● **SELECTED EXTRACT**:

Probably because it is also a hugely stressful time of the year. And this goes for everyone and that much more for our children with special needs.

I am not alone in noticing the quite obvious checkered flag of “GO” that is being waved at every turn when you are in a store and see red and green decorations especially when you are trying to buy Halloween candy only.

GO

GO

GO

Shopping, buying, planning…….. Unless you are like my dear friend who happily shared, she is DONE with her shopping and prep for the holidays. So, because I like her so much, I am willing to overlook this.

But that brings to mind the next big thing of the holidays and that is doing all the GO, GO, GO to get to the island of DONE.

How many and I mean MANY times do we get asked and probably do the asking, are you done with your shopping yet?

DONE is the goal.

But in all this our children with special needs are still navigating their typical day to day life, which is hard work for them and then the holiday time arrives and the schedules they know are changed, the faces they see are changed, the food they are presented with changed and…….

I think that one of the most important things to help the holidays go well for your child with special needs as well as the family is having the knowledge of how your child works and and their specific needs and to be able think of those as you make the plans, events or schedules.

I have said before so many times that knowing your child’s needs, how they work and what WILL work for them allows such growth and understanding. I think this holds true so much for the holidays as well.

I think that the holiday time has so many wonderful, beautiful things with it. The traditions that make it special and bring to current day the relatives not able to be here anymore or the music that makes you reflect and pray or that fun it is to watch that one holiday movie for the 12th time and on and on.

But, if your child doesn’t like to make cookies because of the sensory issues with cooking, then planning for them to be part of the holiday cooking bake will probably be something that causes anxiety to you, those there and your child. Maybe that is a good time to arrange something else that they like during that time. Or if game night, after 15 minutes, becomes overloading to them. then maybe they hang in only that long and you don’t ( Michele) keep encouraging them (Elizabeth ) to stay in the game.

I say this from experience because trust me I WANTED SO BADLY for Elizabeth to do certain things on the holidays. So for many years, I would try to encourage her to be part of this or that, knowing that in previous years it did NOT go well.

But I kept trying until I took a good, hard look and saw that she was NOT having fun at all and if that was the case, why was I really making her do it? And then I took a look at everyone and realized that everyone was sort of paying more attention to Elizabeth and how she was feeling that I thought.

So I think as we are now in early November, it is a really good time to take that look at your beautiful child with special needs and what do they like, dislike, want to do, not want to do this year. It is okay, it really is, if they sit out on something that to them is really anxiety provoking. Hard as that is for us, it is the best for them.

And work with those as you plan the holidays. Starting with Thanksgiving.

Then talk with family and friends to help them understand your child better. (Even if you had this talk last year, our children and their needs change often)

Then something I need to remember is to celebrate what they CAN DO and DID not what you hoped they would do

So as we see that checkered flag and find ourselves on the GO to take that time to really look and plan for your child because time is on our side right now. And we want the holidays to be enjoyed by all and the memories to be made in abundance!

Now I have to start a shopping list for Thanksgiving and know that Elizabeth will be with me as we shop because I KNOW this is something she enjoys and wants to do.

● **Referring expression data**:
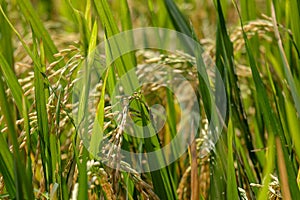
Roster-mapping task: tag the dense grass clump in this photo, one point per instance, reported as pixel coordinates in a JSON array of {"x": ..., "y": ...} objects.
[{"x": 45, "y": 45}]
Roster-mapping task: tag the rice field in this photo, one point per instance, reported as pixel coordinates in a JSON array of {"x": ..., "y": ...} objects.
[{"x": 149, "y": 99}]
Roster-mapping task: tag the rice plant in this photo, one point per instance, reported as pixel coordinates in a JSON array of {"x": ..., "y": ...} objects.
[{"x": 66, "y": 121}]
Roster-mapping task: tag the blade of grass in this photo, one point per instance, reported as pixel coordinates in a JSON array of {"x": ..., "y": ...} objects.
[
  {"x": 42, "y": 115},
  {"x": 6, "y": 37},
  {"x": 23, "y": 188},
  {"x": 268, "y": 169},
  {"x": 270, "y": 119},
  {"x": 6, "y": 167},
  {"x": 232, "y": 192}
]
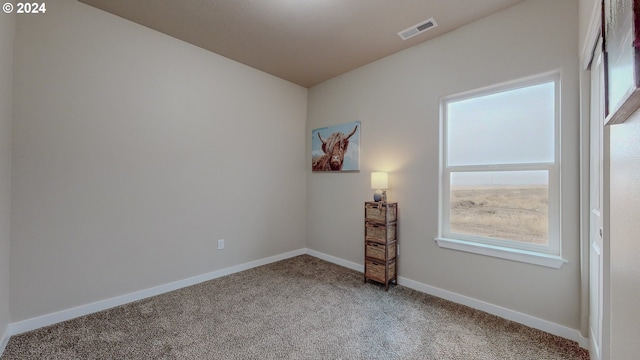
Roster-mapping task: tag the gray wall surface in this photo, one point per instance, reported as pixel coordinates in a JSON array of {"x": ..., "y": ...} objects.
[
  {"x": 134, "y": 153},
  {"x": 7, "y": 26}
]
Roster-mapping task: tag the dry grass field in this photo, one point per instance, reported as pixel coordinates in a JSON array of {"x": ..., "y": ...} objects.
[{"x": 506, "y": 212}]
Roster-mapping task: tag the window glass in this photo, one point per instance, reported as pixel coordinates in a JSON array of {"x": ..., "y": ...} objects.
[{"x": 515, "y": 126}]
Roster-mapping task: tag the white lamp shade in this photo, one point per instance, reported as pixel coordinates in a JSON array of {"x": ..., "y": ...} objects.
[{"x": 379, "y": 180}]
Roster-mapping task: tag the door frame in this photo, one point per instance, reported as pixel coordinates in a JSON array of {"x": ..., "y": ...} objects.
[{"x": 593, "y": 35}]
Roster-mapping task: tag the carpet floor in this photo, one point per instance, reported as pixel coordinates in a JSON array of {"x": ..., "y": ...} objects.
[{"x": 299, "y": 308}]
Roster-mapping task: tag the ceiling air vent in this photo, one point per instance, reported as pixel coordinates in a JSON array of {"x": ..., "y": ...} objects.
[{"x": 417, "y": 29}]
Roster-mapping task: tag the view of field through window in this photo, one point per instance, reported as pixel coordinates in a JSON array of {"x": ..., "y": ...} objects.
[{"x": 510, "y": 212}]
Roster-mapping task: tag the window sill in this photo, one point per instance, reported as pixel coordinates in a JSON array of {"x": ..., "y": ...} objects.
[{"x": 529, "y": 257}]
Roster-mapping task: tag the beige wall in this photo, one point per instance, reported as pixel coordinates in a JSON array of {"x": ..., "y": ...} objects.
[
  {"x": 7, "y": 26},
  {"x": 134, "y": 152},
  {"x": 396, "y": 99},
  {"x": 624, "y": 238}
]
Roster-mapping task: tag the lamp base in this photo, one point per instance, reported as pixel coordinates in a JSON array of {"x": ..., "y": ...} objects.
[{"x": 380, "y": 195}]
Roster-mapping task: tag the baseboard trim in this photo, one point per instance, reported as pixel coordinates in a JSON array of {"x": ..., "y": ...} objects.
[
  {"x": 68, "y": 314},
  {"x": 533, "y": 322},
  {"x": 524, "y": 319},
  {"x": 338, "y": 261},
  {"x": 82, "y": 310},
  {"x": 4, "y": 340}
]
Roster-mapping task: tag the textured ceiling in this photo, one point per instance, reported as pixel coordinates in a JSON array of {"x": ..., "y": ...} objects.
[{"x": 303, "y": 41}]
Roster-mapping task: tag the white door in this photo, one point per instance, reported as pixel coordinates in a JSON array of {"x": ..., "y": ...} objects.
[{"x": 596, "y": 248}]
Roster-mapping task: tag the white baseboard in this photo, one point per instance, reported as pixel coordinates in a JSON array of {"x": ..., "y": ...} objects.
[
  {"x": 533, "y": 322},
  {"x": 4, "y": 340},
  {"x": 68, "y": 314},
  {"x": 336, "y": 260}
]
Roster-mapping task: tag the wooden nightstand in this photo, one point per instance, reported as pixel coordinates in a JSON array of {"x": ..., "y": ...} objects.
[{"x": 380, "y": 242}]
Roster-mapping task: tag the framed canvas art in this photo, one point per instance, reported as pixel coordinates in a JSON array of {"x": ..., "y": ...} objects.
[{"x": 336, "y": 148}]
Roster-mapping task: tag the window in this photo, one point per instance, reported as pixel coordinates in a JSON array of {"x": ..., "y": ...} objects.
[{"x": 500, "y": 184}]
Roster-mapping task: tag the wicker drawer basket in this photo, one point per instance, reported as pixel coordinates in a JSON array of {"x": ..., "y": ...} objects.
[
  {"x": 375, "y": 271},
  {"x": 383, "y": 213},
  {"x": 377, "y": 251},
  {"x": 380, "y": 233}
]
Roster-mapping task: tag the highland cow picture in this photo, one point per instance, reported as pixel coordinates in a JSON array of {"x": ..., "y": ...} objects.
[{"x": 336, "y": 148}]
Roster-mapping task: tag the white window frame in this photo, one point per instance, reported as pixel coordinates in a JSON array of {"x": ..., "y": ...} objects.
[{"x": 549, "y": 255}]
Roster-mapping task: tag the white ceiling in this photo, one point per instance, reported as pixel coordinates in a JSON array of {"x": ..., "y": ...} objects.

● **PROBLEM TO WORK ON**: Please list the things about a child with special needs that the holiday post suggests taking a look at in early November. Disregard the data here.

● **WRITTEN RESPONSE**:
- What they like
- What they dislike
- What they want to do this year
- What they do not want to do this year